→ Work request A
According to the post on reinstalling Windows, why had the writer not updated the BIOS originally?
→ Work request B
Revise the part of the post on reinstalling Windows that opens with the words containing "I unplugged all" and closes with "and all that...", replacing "SSD" with "solid-state drive".

→ Document segment

I unplugged all my drives and booted to BIOS. Enabled UEFI everything. Installed Windows on the SSD. Let everything load, installed all the drivers (ended up having an issue with my Killer network driver this time around for some reason); ran Live Update 6 and it turns out, THERE WAS A BIOS UPDATE! I never updated my BIOS originally, because I checked the site and the date of my revision matched. Well, after installing basically all the utility software for Fast Boot and Go2BIOS and all that...

I saw my first restart on the new setup. It was very fast. I held judgement until I got a bunch more optimization handled as far as how I like Windows setup and all the Core Temp and OpenOffice and all that and then shut down. Restarted and went into BIOS.

Made sure everything was up to snuff. Turned off delay timers and splash screens and made certain every opportunity this thing had to fly was given to it.

It did.

After resetting my OC since the BIOS revision update didn't translate my saved profile, this thing is definitely living up to expectations.

Thanks, y'all. Smorizio you opened my eyes to the "dual BIOS" and the effect that has on boot times. Thank you for the enlightenment. :)
 
dont let msi windows updater update your bios. it can brick durning the update do to anti virus and windows. always look on mb vendor site and use the bios updater. a lot of 3 party drivers wont install right till the mb chipset and mei drivers are installed and rebooted.

Items listed in a dataset
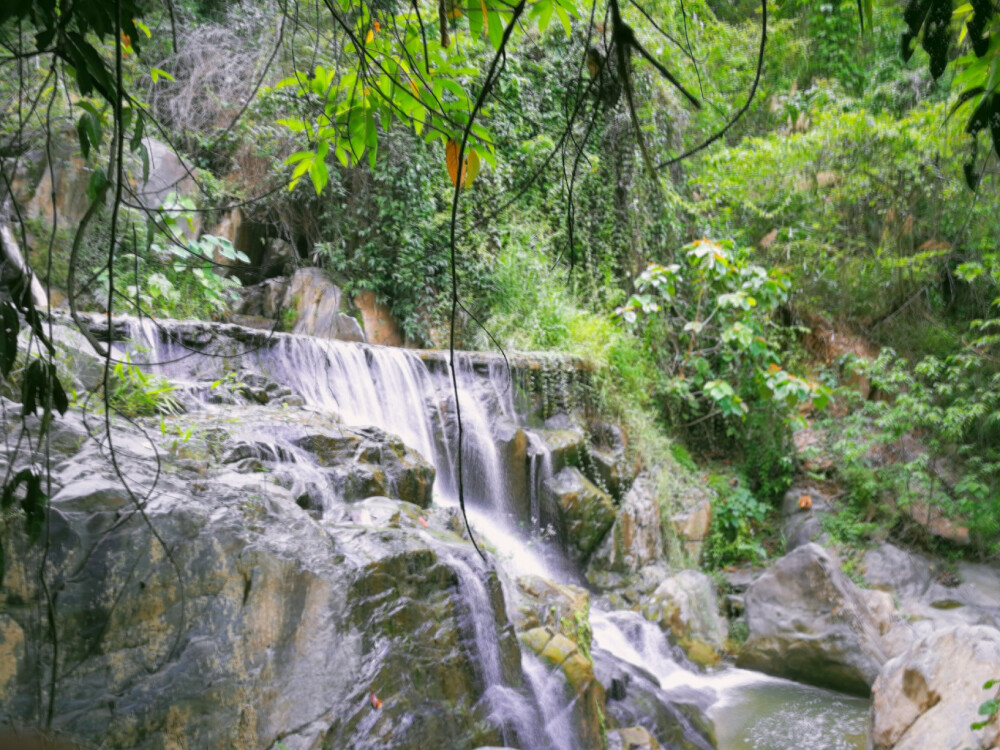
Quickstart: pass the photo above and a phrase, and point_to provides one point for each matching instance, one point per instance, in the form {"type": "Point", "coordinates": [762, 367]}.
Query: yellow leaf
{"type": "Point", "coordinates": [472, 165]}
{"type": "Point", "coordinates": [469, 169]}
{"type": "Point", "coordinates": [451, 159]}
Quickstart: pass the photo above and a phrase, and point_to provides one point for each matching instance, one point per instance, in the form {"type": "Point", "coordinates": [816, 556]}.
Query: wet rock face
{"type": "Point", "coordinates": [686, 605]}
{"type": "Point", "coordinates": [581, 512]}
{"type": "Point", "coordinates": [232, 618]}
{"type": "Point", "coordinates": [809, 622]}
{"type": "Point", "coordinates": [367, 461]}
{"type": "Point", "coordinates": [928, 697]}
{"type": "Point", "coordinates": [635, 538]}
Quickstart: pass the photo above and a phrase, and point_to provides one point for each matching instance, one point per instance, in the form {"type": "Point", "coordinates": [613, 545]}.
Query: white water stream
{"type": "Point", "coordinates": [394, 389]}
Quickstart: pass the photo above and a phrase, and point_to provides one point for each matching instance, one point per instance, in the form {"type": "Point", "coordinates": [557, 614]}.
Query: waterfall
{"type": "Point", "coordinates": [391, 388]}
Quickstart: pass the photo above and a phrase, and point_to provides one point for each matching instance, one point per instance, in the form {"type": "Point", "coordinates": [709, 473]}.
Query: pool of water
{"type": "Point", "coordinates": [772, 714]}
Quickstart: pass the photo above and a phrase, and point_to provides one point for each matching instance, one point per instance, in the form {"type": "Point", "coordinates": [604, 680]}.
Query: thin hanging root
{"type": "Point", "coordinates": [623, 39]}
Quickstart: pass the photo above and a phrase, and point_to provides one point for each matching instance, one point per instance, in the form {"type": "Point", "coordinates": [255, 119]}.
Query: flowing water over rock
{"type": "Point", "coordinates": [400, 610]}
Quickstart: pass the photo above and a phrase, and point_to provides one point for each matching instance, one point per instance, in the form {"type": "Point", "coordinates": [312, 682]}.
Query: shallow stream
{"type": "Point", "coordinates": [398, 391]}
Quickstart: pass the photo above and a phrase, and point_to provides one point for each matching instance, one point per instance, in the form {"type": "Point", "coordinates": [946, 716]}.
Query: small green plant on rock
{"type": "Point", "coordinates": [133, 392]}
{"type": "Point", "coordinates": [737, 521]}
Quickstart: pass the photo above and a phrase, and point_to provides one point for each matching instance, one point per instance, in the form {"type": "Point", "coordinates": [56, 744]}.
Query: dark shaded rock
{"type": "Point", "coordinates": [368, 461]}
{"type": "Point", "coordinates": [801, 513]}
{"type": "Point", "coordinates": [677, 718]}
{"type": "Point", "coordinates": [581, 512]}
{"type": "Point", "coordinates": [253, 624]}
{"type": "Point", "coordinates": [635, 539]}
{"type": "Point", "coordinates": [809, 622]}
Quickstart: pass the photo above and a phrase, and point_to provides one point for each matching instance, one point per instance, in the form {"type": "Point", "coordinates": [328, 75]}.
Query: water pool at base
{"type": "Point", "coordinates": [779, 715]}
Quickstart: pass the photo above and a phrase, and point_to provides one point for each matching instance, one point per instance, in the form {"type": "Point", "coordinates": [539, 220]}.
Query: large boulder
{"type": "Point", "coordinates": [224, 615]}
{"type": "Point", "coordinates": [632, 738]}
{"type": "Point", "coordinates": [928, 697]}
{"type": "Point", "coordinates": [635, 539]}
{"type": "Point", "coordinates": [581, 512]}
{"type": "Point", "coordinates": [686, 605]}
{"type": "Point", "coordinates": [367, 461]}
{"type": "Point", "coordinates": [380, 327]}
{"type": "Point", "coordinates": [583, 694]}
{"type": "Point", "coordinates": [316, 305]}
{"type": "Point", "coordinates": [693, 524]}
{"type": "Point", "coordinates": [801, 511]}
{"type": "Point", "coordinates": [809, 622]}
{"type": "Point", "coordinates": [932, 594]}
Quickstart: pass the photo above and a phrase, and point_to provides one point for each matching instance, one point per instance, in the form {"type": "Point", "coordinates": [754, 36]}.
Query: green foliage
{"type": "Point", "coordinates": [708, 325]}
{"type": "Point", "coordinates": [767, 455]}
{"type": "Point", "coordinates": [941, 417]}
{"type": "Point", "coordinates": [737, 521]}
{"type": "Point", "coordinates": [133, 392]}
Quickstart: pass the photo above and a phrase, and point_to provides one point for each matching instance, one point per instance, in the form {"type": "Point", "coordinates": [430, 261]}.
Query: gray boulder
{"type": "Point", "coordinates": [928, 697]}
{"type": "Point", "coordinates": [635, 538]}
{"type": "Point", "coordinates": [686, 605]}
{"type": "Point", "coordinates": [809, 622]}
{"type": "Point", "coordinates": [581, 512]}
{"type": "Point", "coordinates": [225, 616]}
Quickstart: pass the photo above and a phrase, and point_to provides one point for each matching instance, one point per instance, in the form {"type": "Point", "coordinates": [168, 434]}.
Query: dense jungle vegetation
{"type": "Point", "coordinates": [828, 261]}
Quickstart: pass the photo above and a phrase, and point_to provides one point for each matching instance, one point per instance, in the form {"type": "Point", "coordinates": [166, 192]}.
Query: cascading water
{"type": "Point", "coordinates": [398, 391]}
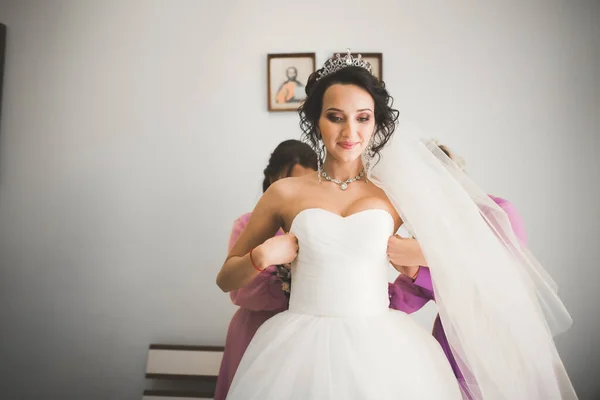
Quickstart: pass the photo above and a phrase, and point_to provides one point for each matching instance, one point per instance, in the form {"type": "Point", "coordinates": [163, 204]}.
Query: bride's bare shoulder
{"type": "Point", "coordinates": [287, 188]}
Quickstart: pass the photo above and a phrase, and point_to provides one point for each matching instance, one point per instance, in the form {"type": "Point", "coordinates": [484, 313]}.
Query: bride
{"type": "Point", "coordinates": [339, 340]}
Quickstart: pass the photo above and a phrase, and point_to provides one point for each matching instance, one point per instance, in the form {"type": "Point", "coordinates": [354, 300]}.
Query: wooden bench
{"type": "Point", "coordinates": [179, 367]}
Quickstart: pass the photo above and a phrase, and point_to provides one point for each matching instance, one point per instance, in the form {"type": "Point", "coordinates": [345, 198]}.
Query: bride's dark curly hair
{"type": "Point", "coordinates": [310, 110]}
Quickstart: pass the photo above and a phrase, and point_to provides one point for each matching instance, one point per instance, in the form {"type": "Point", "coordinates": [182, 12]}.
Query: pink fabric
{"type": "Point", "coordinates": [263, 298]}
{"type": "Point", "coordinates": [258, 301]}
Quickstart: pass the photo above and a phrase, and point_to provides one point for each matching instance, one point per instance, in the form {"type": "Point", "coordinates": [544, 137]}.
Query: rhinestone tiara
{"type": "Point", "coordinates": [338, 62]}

→ Task response A
The writer had not updated the BIOS because, after checking the site, the date of the installed revision matched.

→ Task response B
I unplugged all my drives and booted to BIOS. Enabled UEFI everything. Installed Windows on the solid-state drive. Let everything load, installed all the drivers (ended up having an issue with my Killer network driver this time around for some reason); ran Live Update 6 and it turns out, THERE WAS A BIOS UPDATE! I never updated my BIOS originally, because I checked the site and the date of my revision matched. Well, after installing basically all the utility software for Fast Boot and Go2BIOS and all that...